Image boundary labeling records
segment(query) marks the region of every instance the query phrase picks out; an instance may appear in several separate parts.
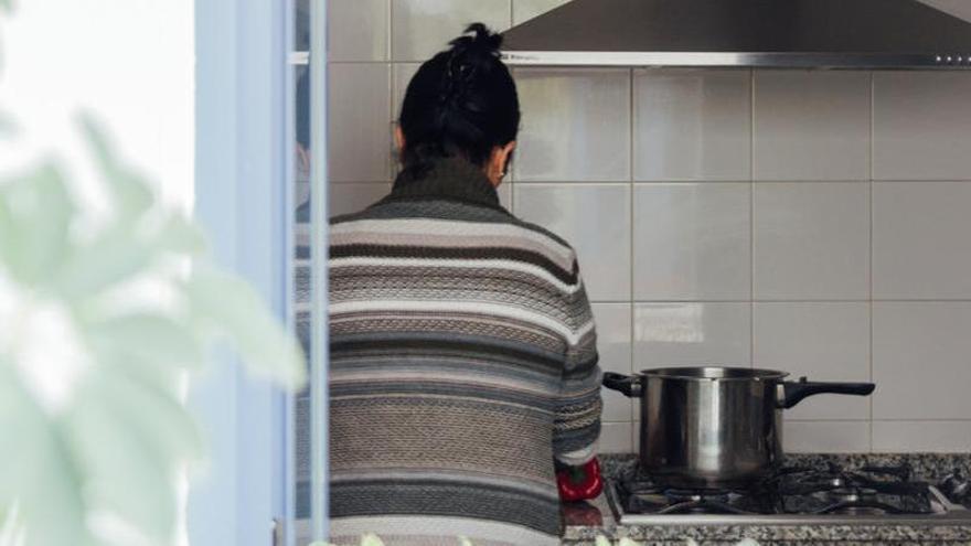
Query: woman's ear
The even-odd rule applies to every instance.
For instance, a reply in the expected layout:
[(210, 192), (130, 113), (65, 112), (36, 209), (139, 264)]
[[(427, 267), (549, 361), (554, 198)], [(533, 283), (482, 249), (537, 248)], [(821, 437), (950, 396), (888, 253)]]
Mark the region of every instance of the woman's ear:
[(405, 133), (402, 131), (402, 126), (395, 124), (395, 150), (398, 151), (398, 154), (405, 149)]
[(486, 169), (486, 175), (489, 176), (492, 185), (498, 188), (502, 183), (502, 179), (505, 178), (513, 150), (515, 150), (515, 140), (492, 149), (492, 156), (489, 158), (489, 165)]

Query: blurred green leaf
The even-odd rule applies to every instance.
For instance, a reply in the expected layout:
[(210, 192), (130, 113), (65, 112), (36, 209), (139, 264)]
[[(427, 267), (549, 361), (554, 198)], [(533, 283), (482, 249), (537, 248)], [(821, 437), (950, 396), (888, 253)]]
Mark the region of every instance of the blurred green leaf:
[(72, 249), (56, 278), (67, 299), (98, 293), (148, 268), (153, 249), (122, 229), (106, 229), (94, 240)]
[(85, 545), (82, 482), (60, 426), (23, 390), (10, 363), (0, 362), (0, 505), (17, 500), (30, 546)]
[(290, 388), (306, 382), (303, 352), (244, 280), (196, 269), (185, 286), (196, 319), (228, 336), (253, 373)]
[(43, 285), (67, 254), (74, 204), (52, 163), (0, 182), (0, 259), (24, 286)]
[(6, 512), (0, 512), (0, 546), (23, 546), (23, 538), (20, 506), (14, 503)]
[(119, 373), (96, 373), (67, 416), (88, 501), (159, 544), (175, 523), (175, 464), (201, 456), (199, 431), (174, 397)]
[(161, 314), (113, 317), (89, 324), (86, 336), (98, 354), (170, 372), (199, 368), (204, 357), (199, 339), (185, 322)]
[(205, 234), (183, 216), (169, 217), (157, 236), (160, 249), (198, 255), (206, 249)]
[[(2, 1), (2, 0), (0, 0)], [(10, 117), (10, 114), (0, 110), (0, 138), (7, 138), (17, 135), (17, 122)]]
[(148, 182), (115, 158), (105, 131), (94, 118), (82, 115), (78, 122), (108, 185), (118, 220), (130, 223), (154, 203)]

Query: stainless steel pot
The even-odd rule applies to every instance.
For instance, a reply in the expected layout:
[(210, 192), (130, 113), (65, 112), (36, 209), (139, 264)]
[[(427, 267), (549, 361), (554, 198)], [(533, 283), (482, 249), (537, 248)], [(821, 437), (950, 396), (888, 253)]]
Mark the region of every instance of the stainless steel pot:
[(807, 396), (866, 396), (872, 383), (783, 381), (789, 374), (741, 367), (672, 367), (604, 386), (641, 402), (640, 464), (669, 488), (740, 488), (782, 462), (782, 409)]

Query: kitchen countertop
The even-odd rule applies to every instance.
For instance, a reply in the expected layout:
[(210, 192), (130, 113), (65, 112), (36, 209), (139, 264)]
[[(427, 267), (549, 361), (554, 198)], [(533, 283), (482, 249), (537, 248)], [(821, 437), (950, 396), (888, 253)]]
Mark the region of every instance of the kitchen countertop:
[[(907, 463), (916, 479), (937, 483), (960, 469), (971, 474), (971, 453), (861, 453), (861, 454), (790, 454), (789, 465), (813, 465), (834, 462), (845, 468), (898, 465)], [(630, 478), (637, 472), (633, 454), (601, 457), (607, 480)], [(689, 538), (700, 546), (735, 545), (750, 538), (760, 545), (971, 545), (968, 525), (618, 525), (604, 495), (567, 507), (564, 545), (593, 545), (598, 535), (612, 539), (632, 538), (645, 546), (684, 546)], [(595, 523), (596, 513), (602, 523)]]

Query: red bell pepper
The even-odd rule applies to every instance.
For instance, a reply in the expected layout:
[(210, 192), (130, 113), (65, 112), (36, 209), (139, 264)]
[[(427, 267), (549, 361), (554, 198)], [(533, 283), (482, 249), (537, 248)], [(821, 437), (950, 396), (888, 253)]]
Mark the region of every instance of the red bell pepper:
[(604, 491), (600, 461), (590, 459), (579, 467), (565, 467), (556, 472), (556, 488), (564, 502), (588, 501)]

» **Problem to solve**
Rewrite all the records above with "even-odd rule" replaced by "nonzero winding rule" and everything else unchanged. Leave the pictures out of your answer.

» **Written reply**
segment(query) marks the region of every instance the query phrase picks out; an instance may appear in several separate parts.
Query: woman's ear
The nonzero winding rule applies to every instance.
For instance, a reply in the expected layout:
[(210, 192), (130, 113), (65, 112), (36, 209), (139, 264)]
[[(427, 267), (549, 361), (554, 198)], [(533, 283), (482, 249), (537, 248)], [(821, 437), (950, 396), (888, 253)]]
Mark the region of every instance of the woman's ear:
[(405, 133), (402, 131), (402, 126), (395, 124), (395, 150), (398, 151), (398, 154), (405, 149)]
[(486, 169), (486, 175), (489, 176), (492, 185), (498, 188), (502, 183), (502, 179), (505, 178), (513, 150), (515, 150), (515, 140), (492, 149), (492, 156), (489, 158), (489, 165)]

Query: blurred green leaf
The nonzero winding rule applies to every instance.
For instance, a reply in the expected layout:
[(210, 192), (130, 113), (65, 112), (36, 209), (139, 264)]
[[(427, 267), (549, 361), (554, 198)], [(533, 283), (482, 249), (537, 248)], [(821, 437), (950, 396), (888, 253)]]
Mark the region of every instance of the blurred green leaf:
[(72, 249), (56, 278), (67, 299), (98, 293), (148, 268), (153, 249), (122, 229), (106, 229), (94, 240)]
[(85, 545), (82, 482), (60, 426), (23, 390), (10, 363), (0, 362), (0, 505), (17, 500), (30, 546)]
[(290, 388), (306, 382), (303, 352), (244, 280), (196, 269), (185, 286), (196, 319), (228, 336), (253, 373)]
[(43, 285), (67, 254), (74, 204), (52, 163), (0, 182), (0, 259), (24, 286)]
[(6, 512), (0, 512), (0, 546), (23, 546), (23, 538), (20, 506), (14, 503)]
[(119, 373), (96, 373), (67, 416), (88, 501), (159, 544), (175, 523), (175, 464), (201, 456), (199, 431), (174, 397)]
[(161, 314), (113, 317), (89, 324), (86, 336), (98, 354), (170, 372), (199, 368), (204, 357), (199, 339), (185, 322)]
[(205, 234), (183, 216), (169, 217), (157, 236), (160, 249), (198, 255), (206, 249)]
[[(2, 1), (2, 0), (0, 0)], [(10, 117), (10, 114), (0, 110), (0, 138), (7, 138), (17, 135), (17, 122)]]
[(148, 182), (115, 158), (105, 131), (94, 118), (82, 115), (78, 122), (108, 185), (118, 220), (130, 223), (154, 203)]

Query: stainless steel pot
The nonzero winding rule applies to every instance.
For instance, a reply in the expected layout:
[(210, 192), (130, 113), (65, 112), (36, 209), (139, 264)]
[[(427, 267), (549, 361), (554, 198)], [(533, 283), (482, 249), (537, 248)], [(821, 437), (950, 396), (888, 253)]]
Mark the region of every instance of the stainless steel pot:
[(807, 396), (866, 396), (872, 383), (783, 381), (789, 374), (741, 367), (672, 367), (604, 386), (641, 402), (640, 464), (669, 488), (740, 488), (782, 462), (782, 409)]

Query: kitchen countertop
The nonzero winding rule applies to every instance.
For instance, a reply in the expected layout:
[(210, 192), (130, 113), (65, 112), (36, 209), (139, 264)]
[[(427, 267), (549, 361), (554, 198)], [(533, 283), (482, 249), (537, 248)], [(821, 437), (950, 396), (888, 253)]]
Mark the region of every instance of the kitchen countertop:
[[(907, 463), (916, 479), (937, 483), (960, 469), (971, 474), (971, 453), (861, 453), (861, 454), (790, 454), (789, 465), (813, 465), (834, 462), (845, 468), (898, 465)], [(630, 478), (637, 472), (633, 454), (601, 457), (607, 480)], [(689, 538), (700, 546), (735, 545), (750, 538), (760, 545), (971, 545), (968, 525), (618, 525), (604, 495), (567, 507), (564, 545), (593, 545), (598, 535), (612, 539), (632, 538), (645, 546), (684, 546)], [(595, 523), (596, 513), (602, 523)]]

Query: red bell pepper
The nonzero winding rule applies to every instance.
For instance, a reply in the expected layout:
[(210, 192), (130, 113), (65, 112), (36, 209), (139, 264)]
[[(427, 267), (549, 361), (554, 198)], [(533, 283), (482, 249), (537, 248)], [(821, 437), (950, 396), (888, 253)]]
Mark the region of every instance of the red bell pepper:
[(604, 491), (600, 461), (590, 459), (579, 467), (565, 467), (556, 472), (556, 488), (564, 502), (588, 501)]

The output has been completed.